# YOUR GOAL
Please reproduce the data below line for line, leaving out the pictures.

# DATA SUPPLIED
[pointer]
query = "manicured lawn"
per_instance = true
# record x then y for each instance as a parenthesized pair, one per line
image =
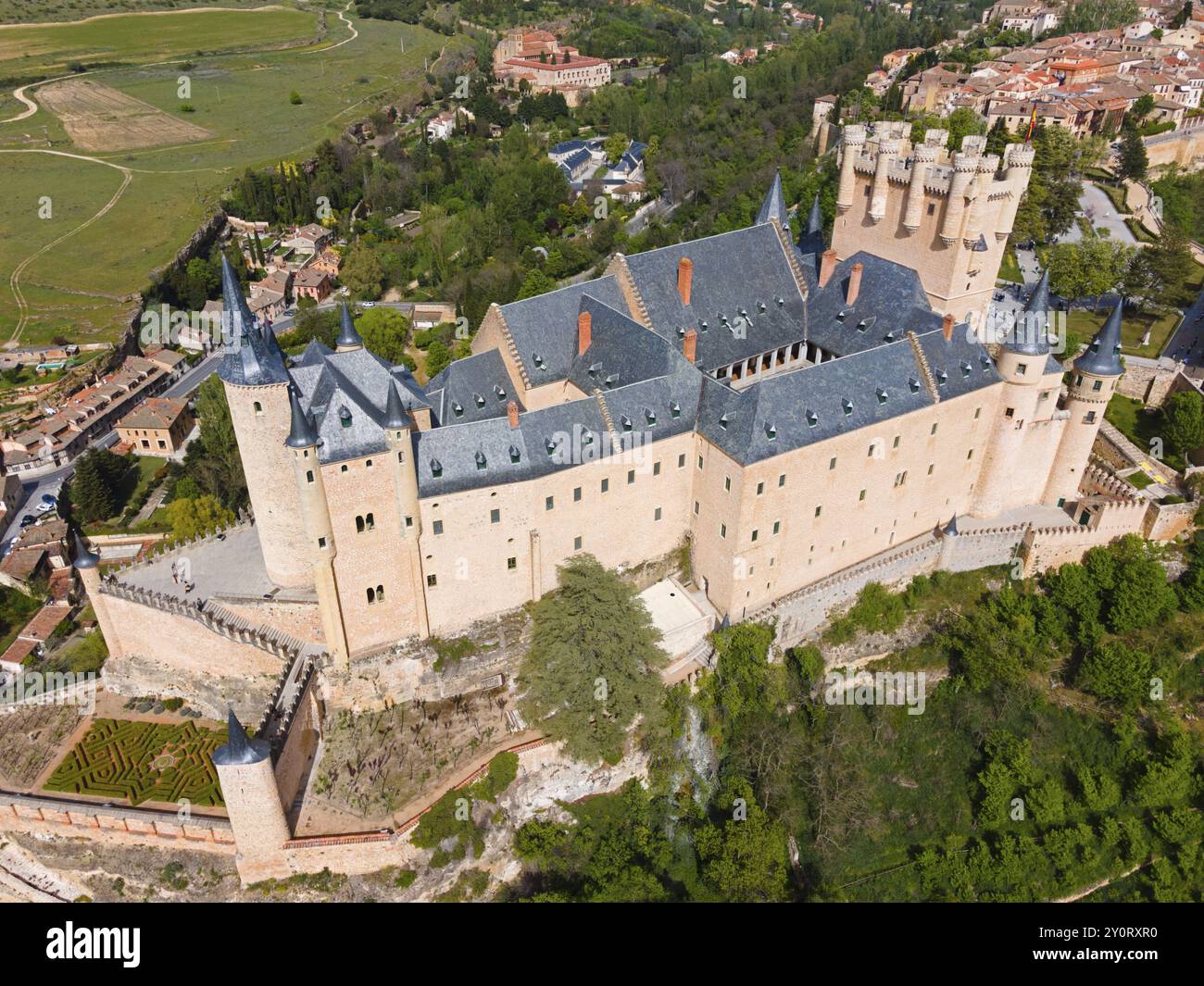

# TASK RESULT
[pointer]
query = "manicured lawn"
per_instance = true
# record x then y for each instance as a parenthesized pair, one per line
image =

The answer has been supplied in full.